◆ EXERCISE PROMPT
Rewrite the lines below as a numbered list, dropping any blank lines.

◆ EXTRACTED DATA

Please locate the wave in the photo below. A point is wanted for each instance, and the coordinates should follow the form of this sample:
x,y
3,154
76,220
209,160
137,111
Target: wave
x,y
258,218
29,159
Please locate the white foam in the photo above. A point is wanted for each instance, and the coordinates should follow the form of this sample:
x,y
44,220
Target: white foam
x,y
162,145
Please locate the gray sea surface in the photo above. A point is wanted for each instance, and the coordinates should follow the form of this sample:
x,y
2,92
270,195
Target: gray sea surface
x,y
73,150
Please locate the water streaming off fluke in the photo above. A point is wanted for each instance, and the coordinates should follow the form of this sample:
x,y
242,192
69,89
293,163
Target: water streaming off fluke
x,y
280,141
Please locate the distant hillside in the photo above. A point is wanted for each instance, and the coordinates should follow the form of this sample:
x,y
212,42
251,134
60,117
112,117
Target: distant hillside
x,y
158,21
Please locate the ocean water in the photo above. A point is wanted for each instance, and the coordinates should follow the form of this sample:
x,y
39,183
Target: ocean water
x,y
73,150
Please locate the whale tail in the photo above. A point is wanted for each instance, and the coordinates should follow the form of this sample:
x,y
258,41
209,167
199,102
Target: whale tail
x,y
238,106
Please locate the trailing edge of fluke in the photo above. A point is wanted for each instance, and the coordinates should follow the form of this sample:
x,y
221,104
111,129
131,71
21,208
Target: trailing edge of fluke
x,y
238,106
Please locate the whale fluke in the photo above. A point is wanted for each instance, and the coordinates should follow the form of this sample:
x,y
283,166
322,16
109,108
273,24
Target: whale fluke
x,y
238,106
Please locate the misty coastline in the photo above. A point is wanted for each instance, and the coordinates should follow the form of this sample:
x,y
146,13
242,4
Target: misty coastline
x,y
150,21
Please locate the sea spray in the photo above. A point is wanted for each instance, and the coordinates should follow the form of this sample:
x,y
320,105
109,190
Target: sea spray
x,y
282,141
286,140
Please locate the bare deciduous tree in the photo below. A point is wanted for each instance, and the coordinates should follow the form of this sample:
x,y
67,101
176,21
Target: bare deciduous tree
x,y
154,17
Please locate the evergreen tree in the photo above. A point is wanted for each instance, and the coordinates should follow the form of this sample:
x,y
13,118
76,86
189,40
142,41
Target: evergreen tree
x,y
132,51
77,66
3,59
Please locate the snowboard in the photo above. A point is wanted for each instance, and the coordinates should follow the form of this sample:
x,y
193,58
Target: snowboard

◆ EXPECTED ANSWER
1. Please locate the wave in the photo below. A point is wanted for each instance, and the coordinates should follow the form of this sample:
2. x,y
3. 3,154
4. 76,220
5. 209,160
6. 137,111
7. Target: wave
8. x,y
9. 258,218
10. 29,159
11. Please locate the white foam in the photo above. A point is wanted for each instance, and the coordinates should follow the form of this sample:
12. x,y
13. 44,220
14. Target: white foam
15. x,y
16. 162,145
17. Please locate the gray sea surface in the photo above. A point is wanted for each instance, and the coordinates should follow the form of this sample:
18. x,y
19. 2,92
20. 270,195
21. Target: gray sea surface
22. x,y
23. 73,150
24. Please locate the water streaming off fluke in the photo above. A point is wanted for each instance, and the coordinates should follow the form of this sample:
25. x,y
26. 242,192
27. 69,89
28. 293,163
29. Target: water streaming off fluke
30. x,y
31. 280,141
32. Please locate the distant hillside in the photo above. A point is wanted for each instance, and the coordinates should follow the form of this sample:
33. x,y
34. 212,42
35. 251,134
36. 60,117
37. 112,117
38. Target: distant hillside
39. x,y
40. 158,21
41. Please locate the ocean water in the photo above. A point is wanted for each instance, and the coordinates should follow the form of this sample:
42. x,y
43. 39,183
44. Target: ocean water
45. x,y
46. 73,150
47. Please locate the whale tail in the photo above. A point is wanted for each instance, and the coordinates should follow the form of this sample:
48. x,y
49. 258,41
50. 209,167
51. 199,102
52. Target: whale tail
53. x,y
54. 238,106
55. Please locate the trailing edge of fluke in the photo above. A point is wanted for each instance, and the coordinates should follow the form of this sample:
56. x,y
57. 221,104
58. 111,129
59. 131,71
60. 21,208
61. Target: trailing edge of fluke
62. x,y
63. 238,106
64. Please locate the whale fluke in the photo above. A point is wanted for each instance, and the coordinates should follow the form of this sample:
65. x,y
66. 283,166
67. 322,16
68. 109,108
69. 273,24
70. Target: whale fluke
71. x,y
72. 238,106
73. Please locate the misty coastline in the photo above. A point is wanted for each instance, and the coordinates should follow the form of this sample:
74. x,y
75. 146,13
76. 242,4
77. Target: misty coastline
78. x,y
79. 150,21
80. Please locate the sea spray in the photo above. A point is wanted for each instance, and the coordinates should follow the form of this sample:
81. x,y
82. 320,105
83. 109,190
84. Target: sea spray
85. x,y
86. 282,141
87. 286,140
88. Please locate the bare deciduous tree in the photo below. A point is wanted for each instance, and the coordinates should follow the form of this sample:
89. x,y
90. 67,101
91. 176,21
92. Target: bare deciduous tree
93. x,y
94. 154,17
95. Please locate the evergreen tree in the photo above. A point is wanted for each instance, and the coordinates should follow the form of this sample:
96. x,y
97. 13,118
98. 76,86
99. 189,40
100. 142,41
101. Target: evergreen tree
102. x,y
103. 132,51
104. 77,66
105. 3,59
106. Please locate the snowboard in the photo above. A point is wanted for each instance, and the coordinates should follow the form of this sample:
107. x,y
108. 193,58
109. Target: snowboard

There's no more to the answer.